**Task instructions:**
From the first line to the last, print the data exactly as written.

[Natural-language object grounding data]
BEGIN
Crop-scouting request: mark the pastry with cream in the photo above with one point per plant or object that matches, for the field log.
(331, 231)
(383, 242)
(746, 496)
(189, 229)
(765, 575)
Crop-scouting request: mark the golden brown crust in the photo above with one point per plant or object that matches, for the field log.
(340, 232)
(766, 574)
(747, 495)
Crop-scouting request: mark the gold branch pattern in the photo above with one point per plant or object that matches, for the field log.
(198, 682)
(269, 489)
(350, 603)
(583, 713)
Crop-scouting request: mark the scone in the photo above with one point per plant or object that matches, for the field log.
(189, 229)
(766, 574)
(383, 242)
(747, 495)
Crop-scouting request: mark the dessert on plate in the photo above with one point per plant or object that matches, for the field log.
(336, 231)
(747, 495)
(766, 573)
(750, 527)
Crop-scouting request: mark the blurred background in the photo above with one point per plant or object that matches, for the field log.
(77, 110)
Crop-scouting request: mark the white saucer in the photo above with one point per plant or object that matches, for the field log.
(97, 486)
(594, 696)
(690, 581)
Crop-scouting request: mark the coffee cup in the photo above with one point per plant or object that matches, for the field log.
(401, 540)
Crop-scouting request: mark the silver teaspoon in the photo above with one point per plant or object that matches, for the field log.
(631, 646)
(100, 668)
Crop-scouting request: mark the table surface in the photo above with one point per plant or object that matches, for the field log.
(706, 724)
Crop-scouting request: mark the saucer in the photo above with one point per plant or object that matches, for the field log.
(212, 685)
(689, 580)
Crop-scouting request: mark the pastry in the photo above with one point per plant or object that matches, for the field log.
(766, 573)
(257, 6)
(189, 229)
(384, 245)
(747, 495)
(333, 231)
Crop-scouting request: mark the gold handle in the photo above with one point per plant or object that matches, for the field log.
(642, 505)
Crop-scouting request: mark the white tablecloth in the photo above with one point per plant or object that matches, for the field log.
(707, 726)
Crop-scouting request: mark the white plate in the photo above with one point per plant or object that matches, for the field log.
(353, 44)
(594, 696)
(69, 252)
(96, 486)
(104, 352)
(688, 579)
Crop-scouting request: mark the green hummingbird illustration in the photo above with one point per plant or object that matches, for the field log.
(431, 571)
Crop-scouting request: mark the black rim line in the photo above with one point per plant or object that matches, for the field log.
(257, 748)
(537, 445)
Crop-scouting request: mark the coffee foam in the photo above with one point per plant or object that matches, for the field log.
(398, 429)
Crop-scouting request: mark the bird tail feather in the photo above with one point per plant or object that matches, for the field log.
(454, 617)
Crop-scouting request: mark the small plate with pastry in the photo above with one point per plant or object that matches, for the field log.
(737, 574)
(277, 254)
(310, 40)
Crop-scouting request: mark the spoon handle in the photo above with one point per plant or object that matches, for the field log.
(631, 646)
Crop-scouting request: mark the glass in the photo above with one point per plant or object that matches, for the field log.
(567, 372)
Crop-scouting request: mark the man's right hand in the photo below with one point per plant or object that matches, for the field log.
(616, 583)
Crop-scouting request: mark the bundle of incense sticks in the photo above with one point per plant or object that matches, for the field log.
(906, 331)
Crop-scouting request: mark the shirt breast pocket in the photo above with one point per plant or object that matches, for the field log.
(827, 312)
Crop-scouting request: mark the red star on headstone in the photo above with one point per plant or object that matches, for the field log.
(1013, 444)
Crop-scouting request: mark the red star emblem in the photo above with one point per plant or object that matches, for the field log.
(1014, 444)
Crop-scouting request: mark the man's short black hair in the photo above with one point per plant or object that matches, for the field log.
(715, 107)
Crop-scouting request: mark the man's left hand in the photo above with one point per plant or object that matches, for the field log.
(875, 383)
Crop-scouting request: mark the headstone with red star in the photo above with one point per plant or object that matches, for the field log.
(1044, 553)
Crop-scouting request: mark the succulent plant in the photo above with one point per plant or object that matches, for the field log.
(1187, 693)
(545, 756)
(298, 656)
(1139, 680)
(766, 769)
END
**Result below:**
Crop-scouting request: mark the pastry with cream in the photo above with one point per plant or object that matches, for the field log.
(331, 231)
(383, 242)
(746, 496)
(189, 229)
(765, 575)
Crop-scouting request: mark the golden brown crust in the photo above with one point per plant or object that matches, for the field log.
(340, 232)
(766, 574)
(747, 495)
Crop-scouting request: mark the gold branch pattern in the photo above with one point per plant or object that matches, for the field log.
(198, 682)
(269, 489)
(350, 603)
(583, 713)
Crop-scouting request: mark the scone in the photo above with one point per plant or object that matches, for the field log.
(189, 229)
(766, 574)
(383, 242)
(747, 495)
Crop-scouting request: mark the dessert on plate in the photo above with one point per plant or object that matches, for the field log.
(336, 231)
(747, 495)
(766, 573)
(750, 527)
Crop-scouting request: mark the blurred background in the photo above with one point per plant or object that matches, for the field log.
(77, 110)
Crop-scouting request: mark the white saucer in the photo above with one point per plant or object that matches, for the field log.
(97, 486)
(594, 696)
(690, 581)
Crop-scouting request: mark the coffee cup in the photo above with one point per plant or object that matches, for the field log.
(401, 540)
Crop-scouting request: mark the silver teaspoon in the photo above with one point per plant or object that matches, for the field log.
(631, 646)
(100, 668)
Crop-scouting request: mark the table surface in the photo above with one point per plant or object that matches, for the field log.
(706, 724)
Crop-scouting request: mark the saucer in the photo above with one point per plant or object that matches, for the field log.
(212, 685)
(689, 580)
Crop-scouting request: mark the pastry in the photo above with one point per plant or object that matches, for the field log.
(766, 573)
(257, 6)
(189, 229)
(384, 245)
(747, 495)
(333, 231)
Crop-scouting request: mark the gold handle in the photo above with one point per plant or object that matches, for the field log.
(642, 505)
Crop-scouting request: mark the white tablecloth in the photo above with one point per plant or object that matches, for the field log.
(707, 726)
Crop-scouting request: mark the white plate in the photo above with one point per plant or object that matches, for the field log.
(353, 44)
(594, 696)
(69, 252)
(96, 486)
(104, 352)
(688, 579)
Crop-scouting request: mark the green hummingbird illustration in the photo above with one point per plant or object that matches, for the field log.
(431, 571)
Crop-scouting request: mark the black rim line in the photo above with one point per plant or object that matches, for the field log.
(257, 748)
(537, 445)
Crop-scouting request: mark the coffee foam in the photo above with one point per plant or object that matches, for the field log.
(398, 429)
Crop-scouting request: mark the bird tail feather in the photo above with one point per plant or object that matches, for the field log.
(454, 617)
Crop-scouting request: mark the small plate with pastry in the photo above with one point per plant or object that matches, for the field log.
(737, 574)
(277, 254)
(310, 40)
Crop-scouting request: mark the spoon handle in the photo above with one point per plant or object that matches, for the field log.
(631, 646)
Crop-scouting request: mark the glass in the photo above with one point per plant or object that matches, for the field log.
(567, 372)
Crop-scouting request: mark the man's right hand in the photo below with one point per plant or object that matches, for the field log.
(616, 583)
Crop-scouting request: mark the bundle of incense sticks in the photo above with one point per plant or object that matches, for the field log.
(906, 331)
Crop-scouting request: mark the shirt breast pocket in the photo above with one point per plant or object that matches, for the field log.
(827, 312)
Crop-scouting request: mark the red star on headstone in the photo above with one point per plant or object that matches, for the field log.
(1013, 444)
Crop-scouting request: mark the red star emblem in the photo above with one point per plant or object that matches, for the field log.
(1014, 444)
Crop-scouting request: mark the man's short black hair in the photo above with one point per plant or object that matches, for the field log.
(715, 107)
Crop-scouting request: mark the man's left hand in the photo above with one point per plant or object that matches, for the field log.
(875, 383)
Crop-scouting request: mark the headstone with red star in the photo above with one point per plant or object that matches, for the field log.
(1044, 553)
Crop-scouting request: mark the succulent plant in the photo above with one point per plant or object that matches, for the field log.
(1187, 693)
(545, 756)
(298, 656)
(1139, 680)
(766, 769)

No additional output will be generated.